BMSCs downregulate cell cycle inhibitory genes in senescent NPCs
To further verify the effect of BMSCs on cell cycle check-point activation in senescent NPCs, q-PCR was used to detect the transcriptional expression of p16Ink4a, p21, and p53. The expression of all these genes was significantly lower in NPCs from Sene + BMSCs compared to Sene co-cultures (Figure 2E). Parallel western blot analyses confirmed that p16Ink4a and p21 proteins were downregulated in NPCs from Sene + BMSCs co-cultures (Figure 2F and 2G), while p53 expression did not change (data not shown).
BMSCs reduce the senescence-associated secretory phenotype of NPCs by upregulating ZMPSTE24
Age- and mutation-dependent reductions in the activity of the zinc metallopeptidase ZMPSTE24 compromise cellular DNA repairing mechanisms and are linked to organ disfunction and premature cell senescence. ZMPSTE24 expression analysis in rat intervertebral discs showed age-related downregulation (Figure 3A–3D), while co-culture with BMSCs reactivated ZMPSTE24 regulatory activity in senescent NPCs (Supplementary Figure 3). Western blotting further showed that ZMPSTE24 expression increased over time in NPCs co-cultured with BMSCs (Figure 3E and 3F). Co-localization assessment of ZMPSTE24 and MMP9 by immunofluorescence indicated that ZMPSTE24 was upregulated in NPCs from Sene + BMSCs co-cultures, but not in NPCs co-cultured with normal NPCs (Sene + NPCs) (Figure 3G). Meanwhile, MMP9 expression was significantly downregulated in NPCs from Sene + BMSCs co-cultures, compared with both the Sene and Sene + NPCs groups (Figure 3G). We subsequently performed RNA sequencing (RNA-seq) to compare gene expression between NPCs grown in Sene + BMSCs and the Sene + NPCs co-cultures. Results demonstrated that co-culture with BMSCs induced a global reduction in the senescence-associated secretory phenotype (SASP), represented by several pro-inflammatory cytokines, proteases, and growth factors, in senescent NPCs (Figure 3H).
Figure 3. 3D BMSCs coculture activates ZMPSTE24 signaling. (A–C) Immunofluorescence staining of ZMPSTE24 between young (3 weeks) and old (24 months) rats, scale bar, 50um. Fluorescence intensities were determined by using Image J software. (B–D) Protein expression of P16, P21 and ZMPSTE24 were visualized by western blot and quantified by Image J. (E–F) Protein expression of ZMPSTE24 during coculture was visualized by western blot and quantified by Image J. (G) Immunofluorescence staining of ZMPSTE24 and MMP9 in NP cells between Sene, Sene +NPCs and Sene +BMSCs groups. n=5. Scale bar=50um. (H) Heat map representation of SASP (senescence-associated secretory phenotype) genes between CTL, Sene +NPCs and Sene +BMSCs groups. n=3 biological replicates. Values represent means±S.D. Significant differences between different groups are indicated as *P < 0.05, **P < 0.01, ***P < 0.001.

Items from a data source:
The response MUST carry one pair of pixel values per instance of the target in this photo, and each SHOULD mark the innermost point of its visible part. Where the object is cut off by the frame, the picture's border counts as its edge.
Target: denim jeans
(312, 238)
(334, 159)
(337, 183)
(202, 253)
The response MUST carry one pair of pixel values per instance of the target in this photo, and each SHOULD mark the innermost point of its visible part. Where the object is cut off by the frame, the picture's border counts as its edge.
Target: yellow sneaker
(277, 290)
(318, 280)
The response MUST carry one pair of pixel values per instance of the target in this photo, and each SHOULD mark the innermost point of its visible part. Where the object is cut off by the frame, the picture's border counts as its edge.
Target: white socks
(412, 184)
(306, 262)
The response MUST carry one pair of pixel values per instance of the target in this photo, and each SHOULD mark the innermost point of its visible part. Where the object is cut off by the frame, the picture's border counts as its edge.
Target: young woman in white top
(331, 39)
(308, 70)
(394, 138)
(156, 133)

Tasks to carry out:
- a) Answer these questions using the text on BMSCs and senescent NPCs:
(i) Which three genes had their transcriptional expression detected by q-PCR?
(ii) How old were the young and old rats compared in the ZMPSTE24 immunofluorescence staining?
(iii) Which protein was assessed for co-localization with ZMPSTE24 by immunofluorescence?
- b) According to the text on BMSCs and senescent NPCs, what kinds of molecules represent the senescence-associated secretory phenotype (SASP)? List them all.
- c) Reproduce the passage of the text on BMSCs and senescent NPCs that lies between "Figure 3. 3D" and "0.01, ***P < 0.001.", inclusive.

Answer section:
- a)
(i) p16Ink4a, p21, and p53
(ii) The young rats were 3 weeks old, and the old rats were 24 months old.
(iii) MMP9

- b) Pro-inflammatory cytokines, proteases, and growth factors

- c)
Figure 3. 3D BMSCs coculture activates ZMPSTE24 signaling. (A–C) Immunofluorescence staining of ZMPSTE24 between young (3 weeks) and old (24 months) rats, scale bar, 50um. Fluorescence intensities were determined by using Image J software. (B–D) Protein expression of P16, P21 and ZMPSTE24 were visualized by western blot and quantified by Image J. (E–F) Protein expression of ZMPSTE24 during coculture was visualized by western blot and quantified by Image J. (G) Immunofluorescence staining of ZMPSTE24 and MMP9 in NP cells between Sene, Sene +NPCs and Sene +BMSCs groups. n=5. Scale bar=50um. (H) Heat map representation of SASP (senescence-associated secretory phenotype) genes between CTL, Sene +NPCs and Sene +BMSCs groups. n=3 biological replicates. Values represent means±S.D. Significant differences between different groups are indicated as *P < 0.05, **P < 0.01, ***P < 0.001.